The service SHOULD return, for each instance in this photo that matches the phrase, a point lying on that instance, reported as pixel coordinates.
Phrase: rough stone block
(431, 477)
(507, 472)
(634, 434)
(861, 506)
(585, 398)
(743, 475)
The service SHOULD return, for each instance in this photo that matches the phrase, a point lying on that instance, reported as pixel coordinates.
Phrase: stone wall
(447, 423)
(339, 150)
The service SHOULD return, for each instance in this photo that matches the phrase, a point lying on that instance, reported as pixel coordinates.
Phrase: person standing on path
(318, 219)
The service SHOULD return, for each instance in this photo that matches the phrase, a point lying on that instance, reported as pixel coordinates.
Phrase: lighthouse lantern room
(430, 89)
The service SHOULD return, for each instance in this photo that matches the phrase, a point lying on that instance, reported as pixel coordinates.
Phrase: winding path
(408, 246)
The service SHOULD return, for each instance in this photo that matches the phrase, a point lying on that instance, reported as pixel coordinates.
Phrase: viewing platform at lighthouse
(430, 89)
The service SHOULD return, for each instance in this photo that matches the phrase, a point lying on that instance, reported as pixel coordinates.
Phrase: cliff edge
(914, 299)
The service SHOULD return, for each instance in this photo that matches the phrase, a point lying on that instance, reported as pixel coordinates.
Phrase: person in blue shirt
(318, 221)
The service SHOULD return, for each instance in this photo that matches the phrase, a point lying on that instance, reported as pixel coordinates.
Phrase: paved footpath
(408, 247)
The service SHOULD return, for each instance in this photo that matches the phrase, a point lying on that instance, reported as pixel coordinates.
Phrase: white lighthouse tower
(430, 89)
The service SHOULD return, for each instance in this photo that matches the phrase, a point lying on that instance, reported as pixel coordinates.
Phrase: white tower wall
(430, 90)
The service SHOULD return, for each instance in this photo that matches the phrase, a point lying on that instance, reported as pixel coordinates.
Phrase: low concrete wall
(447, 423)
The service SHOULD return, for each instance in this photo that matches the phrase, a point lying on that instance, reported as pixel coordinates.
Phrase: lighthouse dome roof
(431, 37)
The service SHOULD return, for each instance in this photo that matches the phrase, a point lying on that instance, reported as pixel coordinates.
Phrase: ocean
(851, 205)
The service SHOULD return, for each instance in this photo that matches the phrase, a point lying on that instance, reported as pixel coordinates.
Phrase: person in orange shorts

· · · · ·

### Assignment
Here the job is to restate all of the data word for word.

### Answer box
The service SHOULD return, for each instance in this photo that matches the phrase, a point lying on that instance, reported as pixel coordinates.
Phrase: rough stone block
(431, 477)
(507, 472)
(634, 434)
(861, 506)
(585, 398)
(743, 475)
The service SHOULD return, for each instance in this photo that matches the phrase, a point lying on that instance, reported as pixel coordinates.
Phrase: stone wall
(447, 423)
(339, 150)
The service SHOULD return, for each instance in this photo that matches the phrase, a point lying on that instance, reported as pixel coordinates.
Phrase: person standing on path
(318, 219)
The service SHOULD return, for each instance in this photo that matches the phrase, a point lying on that instance, reported as pixel coordinates.
Phrase: lighthouse lantern room
(430, 89)
The service SHOULD return, for each instance in this photo that matches the phrase, a point lying on that instance, reported as pixel coordinates.
Phrase: winding path
(408, 246)
The service SHOULD return, for each instance in this photo that matches the phrase, a point lying on that instance, reported as pixel coordinates.
Phrase: viewing platform at lighthouse
(430, 89)
The service SHOULD return, for each instance in this photo that matches the phrase, a point lying on that instance, reported as pixel coordinates.
Phrase: cliff edge
(914, 299)
The service SHOULD return, for each instance in this photo that matches the phrase, a point lying on that instance, reported as pixel coordinates.
Phrase: person in blue shirt
(318, 221)
The service SHOULD return, for each instance in this photo that matches the phrase, a point lying on that instance, reported as pixel coordinates.
Phrase: paved footpath
(408, 247)
The service SHOULD return, for each instance in this photo that matches the phrase, a point lying on that instance, reported as pixel coordinates.
Phrase: white lighthouse tower
(430, 89)
The service SHOULD return, for each instance in this photo that matches the phrase, a point lying on that instance, reported as pixel coordinates.
Phrase: white tower wall
(430, 90)
The service SHOULD return, for each instance in this photo that matches the phrase, a point lying on that instance, reported as pixel coordinates.
Phrase: low concrete wall
(447, 423)
The service SHOULD return, for each instance in this photo that matches the phrase, a point lying on that instance, reported as pixel coordinates.
Phrase: lighthouse dome roof
(431, 37)
The service SHOULD return, for each instance in this photo that matches the phrase, a point lying on that instance, reported as pixel coordinates.
Phrase: ocean
(851, 205)
The service SHOULD return, for each instance in this photo that matches the phrase, a point lying on that instance, reported as pixel coordinates.
Phrase: person in orange shorts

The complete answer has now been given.